Stored entries:
** Begin **

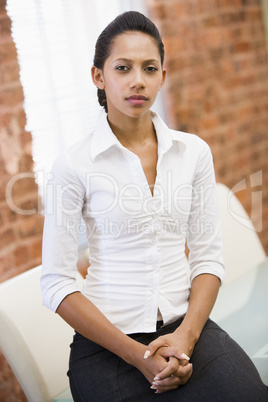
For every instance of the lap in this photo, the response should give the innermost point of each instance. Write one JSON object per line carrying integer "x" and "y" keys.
{"x": 221, "y": 372}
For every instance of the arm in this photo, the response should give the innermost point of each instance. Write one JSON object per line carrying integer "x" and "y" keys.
{"x": 206, "y": 266}
{"x": 203, "y": 295}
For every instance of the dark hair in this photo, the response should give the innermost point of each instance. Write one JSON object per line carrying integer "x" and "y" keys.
{"x": 128, "y": 21}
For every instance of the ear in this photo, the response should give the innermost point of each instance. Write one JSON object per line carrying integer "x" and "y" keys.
{"x": 164, "y": 74}
{"x": 97, "y": 77}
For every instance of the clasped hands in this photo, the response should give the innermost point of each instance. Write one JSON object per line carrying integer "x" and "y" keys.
{"x": 167, "y": 366}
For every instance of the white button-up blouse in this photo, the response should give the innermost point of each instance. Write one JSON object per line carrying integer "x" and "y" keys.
{"x": 136, "y": 239}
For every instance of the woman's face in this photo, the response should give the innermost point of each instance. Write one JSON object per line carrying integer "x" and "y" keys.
{"x": 132, "y": 75}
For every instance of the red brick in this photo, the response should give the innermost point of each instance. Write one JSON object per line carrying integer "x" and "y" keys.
{"x": 12, "y": 96}
{"x": 8, "y": 52}
{"x": 5, "y": 28}
{"x": 9, "y": 72}
{"x": 7, "y": 236}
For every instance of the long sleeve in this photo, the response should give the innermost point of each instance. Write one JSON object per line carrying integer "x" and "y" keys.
{"x": 204, "y": 224}
{"x": 63, "y": 212}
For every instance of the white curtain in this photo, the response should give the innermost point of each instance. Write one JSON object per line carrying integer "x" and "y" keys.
{"x": 55, "y": 40}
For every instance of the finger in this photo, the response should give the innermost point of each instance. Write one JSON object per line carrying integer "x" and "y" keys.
{"x": 166, "y": 385}
{"x": 172, "y": 382}
{"x": 183, "y": 373}
{"x": 153, "y": 346}
{"x": 172, "y": 367}
{"x": 173, "y": 352}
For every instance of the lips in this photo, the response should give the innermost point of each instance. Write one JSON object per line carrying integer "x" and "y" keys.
{"x": 137, "y": 99}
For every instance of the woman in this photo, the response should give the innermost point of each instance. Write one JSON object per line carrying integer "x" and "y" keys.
{"x": 140, "y": 188}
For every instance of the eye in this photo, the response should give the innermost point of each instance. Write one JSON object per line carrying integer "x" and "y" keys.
{"x": 151, "y": 69}
{"x": 122, "y": 68}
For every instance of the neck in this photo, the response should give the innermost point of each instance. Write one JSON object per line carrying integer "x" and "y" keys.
{"x": 133, "y": 131}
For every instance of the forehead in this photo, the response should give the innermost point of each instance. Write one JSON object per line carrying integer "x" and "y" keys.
{"x": 134, "y": 45}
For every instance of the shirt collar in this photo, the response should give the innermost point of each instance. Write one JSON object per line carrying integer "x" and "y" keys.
{"x": 104, "y": 138}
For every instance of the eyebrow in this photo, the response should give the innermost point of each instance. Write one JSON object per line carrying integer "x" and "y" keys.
{"x": 130, "y": 61}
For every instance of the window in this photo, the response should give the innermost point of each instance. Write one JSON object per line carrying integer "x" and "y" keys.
{"x": 55, "y": 41}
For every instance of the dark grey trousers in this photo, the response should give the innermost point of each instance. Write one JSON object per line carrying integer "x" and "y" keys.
{"x": 221, "y": 372}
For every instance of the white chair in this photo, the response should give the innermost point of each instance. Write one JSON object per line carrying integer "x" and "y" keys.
{"x": 240, "y": 308}
{"x": 34, "y": 340}
{"x": 242, "y": 253}
{"x": 242, "y": 249}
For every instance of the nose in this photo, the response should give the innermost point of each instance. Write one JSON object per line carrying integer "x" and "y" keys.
{"x": 137, "y": 80}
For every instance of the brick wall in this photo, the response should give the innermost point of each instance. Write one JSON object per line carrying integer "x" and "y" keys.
{"x": 217, "y": 87}
{"x": 20, "y": 234}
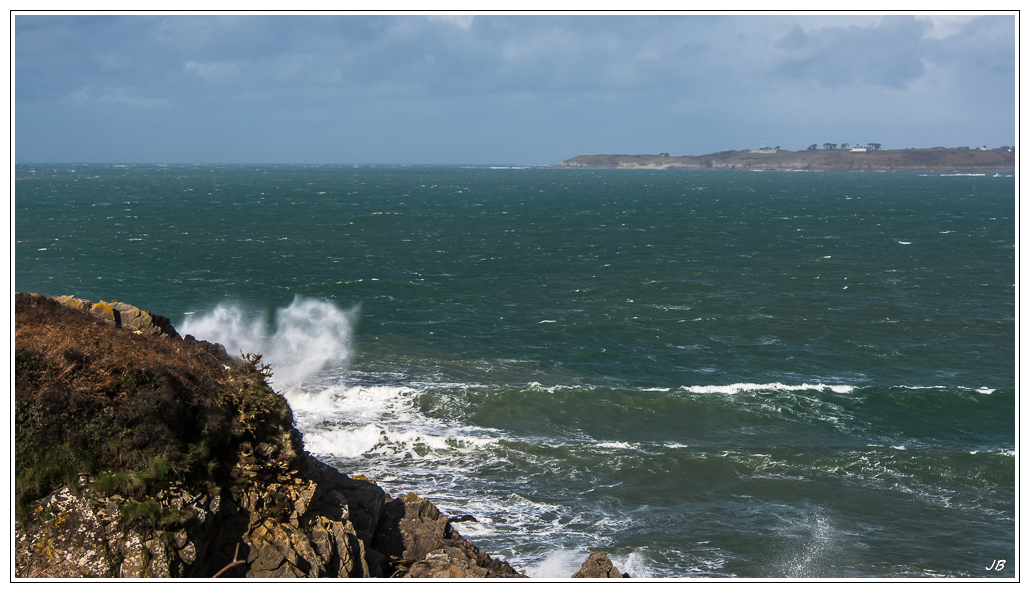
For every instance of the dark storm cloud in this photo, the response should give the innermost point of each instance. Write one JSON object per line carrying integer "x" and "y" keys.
{"x": 519, "y": 89}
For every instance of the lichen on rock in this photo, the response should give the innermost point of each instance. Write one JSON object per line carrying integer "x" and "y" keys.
{"x": 142, "y": 454}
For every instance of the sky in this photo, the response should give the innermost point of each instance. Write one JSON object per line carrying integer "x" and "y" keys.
{"x": 492, "y": 89}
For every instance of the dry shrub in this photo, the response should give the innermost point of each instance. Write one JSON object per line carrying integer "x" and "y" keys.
{"x": 91, "y": 398}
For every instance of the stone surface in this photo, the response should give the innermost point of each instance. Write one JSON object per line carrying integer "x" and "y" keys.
{"x": 598, "y": 566}
{"x": 280, "y": 512}
{"x": 119, "y": 314}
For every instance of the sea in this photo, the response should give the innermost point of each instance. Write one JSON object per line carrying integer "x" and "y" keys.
{"x": 709, "y": 374}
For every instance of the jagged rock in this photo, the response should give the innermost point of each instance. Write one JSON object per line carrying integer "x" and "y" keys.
{"x": 119, "y": 314}
{"x": 280, "y": 512}
{"x": 412, "y": 528}
{"x": 598, "y": 566}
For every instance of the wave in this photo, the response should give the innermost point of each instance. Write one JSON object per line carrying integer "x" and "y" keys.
{"x": 739, "y": 387}
{"x": 309, "y": 335}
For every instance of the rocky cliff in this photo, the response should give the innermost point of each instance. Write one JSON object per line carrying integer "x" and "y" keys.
{"x": 140, "y": 453}
{"x": 907, "y": 160}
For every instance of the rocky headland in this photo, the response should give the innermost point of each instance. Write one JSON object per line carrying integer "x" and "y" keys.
{"x": 923, "y": 160}
{"x": 140, "y": 453}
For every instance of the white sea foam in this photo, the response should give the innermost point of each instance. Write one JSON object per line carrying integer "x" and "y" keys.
{"x": 557, "y": 564}
{"x": 309, "y": 336}
{"x": 739, "y": 387}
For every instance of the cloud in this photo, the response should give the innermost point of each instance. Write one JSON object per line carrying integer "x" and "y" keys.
{"x": 211, "y": 71}
{"x": 124, "y": 96}
{"x": 889, "y": 54}
{"x": 462, "y": 21}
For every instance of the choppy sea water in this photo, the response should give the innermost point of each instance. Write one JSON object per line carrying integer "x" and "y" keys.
{"x": 712, "y": 374}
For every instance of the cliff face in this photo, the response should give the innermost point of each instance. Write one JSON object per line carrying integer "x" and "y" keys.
{"x": 139, "y": 453}
{"x": 908, "y": 160}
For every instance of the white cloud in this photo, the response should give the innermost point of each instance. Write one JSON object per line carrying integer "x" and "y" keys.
{"x": 80, "y": 96}
{"x": 129, "y": 97}
{"x": 211, "y": 71}
{"x": 462, "y": 21}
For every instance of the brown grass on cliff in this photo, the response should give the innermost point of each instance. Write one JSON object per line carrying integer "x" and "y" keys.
{"x": 91, "y": 398}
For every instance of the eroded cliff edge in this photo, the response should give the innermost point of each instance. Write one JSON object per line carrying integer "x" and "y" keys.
{"x": 140, "y": 453}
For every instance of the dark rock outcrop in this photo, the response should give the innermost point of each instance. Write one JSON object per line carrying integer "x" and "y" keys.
{"x": 598, "y": 566}
{"x": 119, "y": 314}
{"x": 254, "y": 496}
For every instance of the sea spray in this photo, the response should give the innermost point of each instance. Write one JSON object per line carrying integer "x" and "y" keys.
{"x": 310, "y": 335}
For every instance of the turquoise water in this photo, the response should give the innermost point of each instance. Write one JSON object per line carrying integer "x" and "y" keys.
{"x": 724, "y": 374}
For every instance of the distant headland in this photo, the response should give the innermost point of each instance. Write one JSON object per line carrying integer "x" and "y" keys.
{"x": 827, "y": 158}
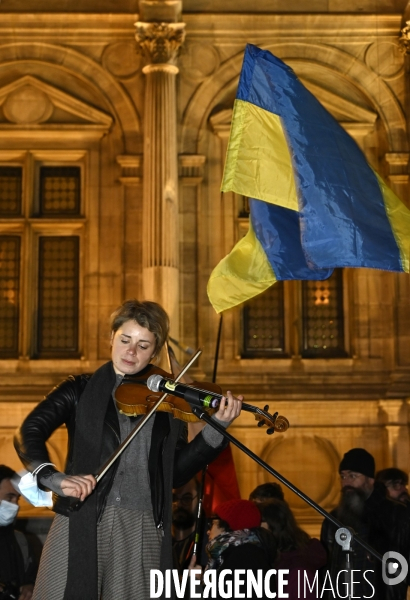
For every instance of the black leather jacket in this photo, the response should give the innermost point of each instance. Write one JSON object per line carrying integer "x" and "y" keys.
{"x": 172, "y": 461}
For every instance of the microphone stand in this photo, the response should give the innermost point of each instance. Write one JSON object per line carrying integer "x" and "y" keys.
{"x": 201, "y": 414}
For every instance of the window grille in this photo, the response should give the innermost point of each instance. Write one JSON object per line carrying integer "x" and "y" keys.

** End **

Quote, without any change, each line from the one that contains "For every instance of the black" through the end of the material.

▸ ANSWER:
For every instance of the black leather jacket in this photo, the response should give the innermost point of each instance. Write one JSON object per line carrying integer "x" and "y" keys.
{"x": 172, "y": 461}
For every instance of the microphone stand in this photo, the response should give the innermost point of each instance. Write one JSON object per line carrying integer "x" and "y" keys.
{"x": 201, "y": 414}
For every instance of the window grille in this photo, the response should give the innermost point of each instance. Write one JSON object per line carrying integer "x" and "y" keys.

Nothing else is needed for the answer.